Task: Can you restate the text on wet shaving from "Meanwhile, in January" up to and including "and not necessarily.", substituting "four dollars" for "three dollars"?

Text provided:
In the Today Show studio, Greenberg lathered up his face with English shaving cream and a badger brush, whipped out a vintage double-edge razor, and made a passionate case that the multi-billion-dollar shaving industry has been deceiving its customers ever since 1971, when Gillette (no small advertiser on network television) introduced the twin-blade razor. Everything you need for a fantastically close and comfortable shave, Greenberg said, was perfected by the early 20th century.
With his Today Show segment, Greenberg became the highest-profile convert to “wet shaving.” He is still one of its most fervent evangelists, with—what else?—a blog, www.shaveblog.com. At 120,000 words and counting, Greenberg’s blog could best be described as gonzo shave journalism. He explores every nook and, for that matter, nick of the wet shaving experience, whose defining elements are a single sharp blade (whether ensconced in a safety razor or exposed in the fearsome straight-edge), a brush, soap, and lots of hot water.
But Greenberg’s blog is just the most visible salient of a movement that has all the ingredients to reach its tipping point. I first discovered this utterly retro trend on the über-geek Web site del.icio.us, where most links tend to point to topics like “Javascript” and “hardware” (the computer kind). There are the requisite Internet forums populated by enthusiastic “shave geeks” and several specialty retailers that are selling more old-fashioned shaving products than ever. The shaving emporium Truefitt & Hill recently opened a shop in, of all places, Las Vegas. Wet shaving is far from being a mass movement, but it is growing, primarily because almost every man who tries it discovers that, in fact, Greenberg was right: with a little time and practice, shaving with a single blade can deliver an extraordinary shave, and is great fun besides.
Meanwhile, in January of this year Gillette launched its newest “shaving system,” the Fusion. Its cartridges have six blades—five in a row and a sixth on the back of the razor. Each cartridge costs more than three dollars. When an editor for Cargo magazine tried the Fusion—after a Gillette “facialist” prepared his face with “a variety of moisturizing unguents and salves”—the razor cut his neck in three places.
When I tell my friends that I have switched to wet shaving, they ask three questions, usually in the following order. Don’t you cut yourself? Doesn’t it take more time in the mornings? And isn’t it expensive to buy all the necessary equipment, compared to a drugstore razor and can of shaving cream? The answers are yes I do, yes it does, and not necessarily.
Indeed, one of the most fascinating aspects of the Gillette–Schick juggernaut is how these companies have managed to extract extraordinary profits by selling plastic cartridges to the masses, while the shaving brush, emblem of the wet shaver, has somehow become an icon of the affluent. Until I stumbled across Greenberg’s testimony, the only shaving brushes I had ever seen were displayed in opulent cases in high-end department stores and had prices in three figures.

Point-labeling dataset excerpts
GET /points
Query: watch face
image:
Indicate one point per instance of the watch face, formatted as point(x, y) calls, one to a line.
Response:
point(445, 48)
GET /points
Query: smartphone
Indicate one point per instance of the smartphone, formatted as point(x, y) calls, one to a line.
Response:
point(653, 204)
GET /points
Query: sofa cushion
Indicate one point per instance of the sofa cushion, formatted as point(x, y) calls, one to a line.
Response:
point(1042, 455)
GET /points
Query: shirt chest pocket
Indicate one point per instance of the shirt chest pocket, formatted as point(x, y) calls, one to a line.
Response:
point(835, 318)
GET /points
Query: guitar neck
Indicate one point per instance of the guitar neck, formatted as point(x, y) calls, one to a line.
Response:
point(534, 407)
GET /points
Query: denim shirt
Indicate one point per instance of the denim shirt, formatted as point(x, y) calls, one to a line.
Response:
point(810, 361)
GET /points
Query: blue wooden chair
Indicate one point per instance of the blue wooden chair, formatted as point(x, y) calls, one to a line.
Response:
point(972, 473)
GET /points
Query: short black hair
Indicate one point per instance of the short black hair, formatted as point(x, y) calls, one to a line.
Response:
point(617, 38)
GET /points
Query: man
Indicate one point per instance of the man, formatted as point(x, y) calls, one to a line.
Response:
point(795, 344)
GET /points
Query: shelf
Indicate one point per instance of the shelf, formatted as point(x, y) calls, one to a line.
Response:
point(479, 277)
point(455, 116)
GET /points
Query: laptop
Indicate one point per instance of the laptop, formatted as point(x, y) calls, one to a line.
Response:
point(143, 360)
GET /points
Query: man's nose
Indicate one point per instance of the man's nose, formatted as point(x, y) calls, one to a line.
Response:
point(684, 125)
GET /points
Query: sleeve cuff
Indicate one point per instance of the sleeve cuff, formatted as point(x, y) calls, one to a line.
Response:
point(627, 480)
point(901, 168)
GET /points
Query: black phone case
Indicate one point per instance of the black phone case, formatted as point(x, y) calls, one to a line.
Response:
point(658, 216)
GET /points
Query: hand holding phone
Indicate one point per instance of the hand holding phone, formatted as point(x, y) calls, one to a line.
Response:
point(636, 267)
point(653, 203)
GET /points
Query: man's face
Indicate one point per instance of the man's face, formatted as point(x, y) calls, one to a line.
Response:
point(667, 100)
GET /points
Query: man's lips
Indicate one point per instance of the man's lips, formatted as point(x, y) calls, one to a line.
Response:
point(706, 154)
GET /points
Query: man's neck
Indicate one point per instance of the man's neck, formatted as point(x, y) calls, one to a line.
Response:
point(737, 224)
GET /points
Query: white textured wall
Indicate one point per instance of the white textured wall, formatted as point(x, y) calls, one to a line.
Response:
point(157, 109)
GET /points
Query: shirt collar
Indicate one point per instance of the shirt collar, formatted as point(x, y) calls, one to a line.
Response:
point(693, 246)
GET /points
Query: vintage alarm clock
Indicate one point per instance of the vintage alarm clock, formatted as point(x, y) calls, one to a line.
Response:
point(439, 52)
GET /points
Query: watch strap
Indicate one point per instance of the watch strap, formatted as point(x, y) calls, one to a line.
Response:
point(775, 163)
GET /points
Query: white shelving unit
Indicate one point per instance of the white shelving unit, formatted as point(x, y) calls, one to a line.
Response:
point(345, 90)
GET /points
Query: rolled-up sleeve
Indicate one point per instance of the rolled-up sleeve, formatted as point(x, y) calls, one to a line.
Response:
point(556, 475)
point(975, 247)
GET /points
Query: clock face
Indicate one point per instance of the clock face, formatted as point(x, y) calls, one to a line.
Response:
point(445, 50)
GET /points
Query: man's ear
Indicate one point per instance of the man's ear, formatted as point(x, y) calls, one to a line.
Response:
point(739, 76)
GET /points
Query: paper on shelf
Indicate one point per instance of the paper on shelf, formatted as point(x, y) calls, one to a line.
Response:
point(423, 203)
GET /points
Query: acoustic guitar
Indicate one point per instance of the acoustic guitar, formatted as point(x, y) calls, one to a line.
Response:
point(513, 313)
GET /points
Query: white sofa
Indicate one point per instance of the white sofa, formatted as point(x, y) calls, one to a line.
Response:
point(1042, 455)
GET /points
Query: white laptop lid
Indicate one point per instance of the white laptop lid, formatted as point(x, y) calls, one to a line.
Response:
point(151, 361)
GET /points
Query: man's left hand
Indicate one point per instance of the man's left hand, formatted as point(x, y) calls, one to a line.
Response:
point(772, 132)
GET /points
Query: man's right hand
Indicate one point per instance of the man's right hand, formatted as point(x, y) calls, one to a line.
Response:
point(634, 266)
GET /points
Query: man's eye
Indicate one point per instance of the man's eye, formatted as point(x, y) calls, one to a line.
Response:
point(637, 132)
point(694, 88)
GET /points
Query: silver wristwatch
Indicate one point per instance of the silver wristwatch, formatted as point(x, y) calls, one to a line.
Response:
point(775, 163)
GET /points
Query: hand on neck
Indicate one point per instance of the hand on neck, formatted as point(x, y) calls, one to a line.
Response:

Answer to the problem:
Meanwhile, in January of this year Gillette launched its newest “shaving system,” the Fusion. Its cartridges have six blades—five in a row and a sixth on the back of the razor. Each cartridge costs more than four dollars. When an editor for Cargo magazine tried the Fusion—after a Gillette “facialist” prepared his face with “a variety of moisturizing unguents and salves”—the razor cut his neck in three places.
When I tell my friends that I have switched to wet shaving, they ask three questions, usually in the following order. Don’t you cut yourself? Doesn’t it take more time in the mornings? And isn’t it expensive to buy all the necessary equipment, compared to a drugstore razor and can of shaving cream? The answers are yes I do, yes it does, and not necessarily.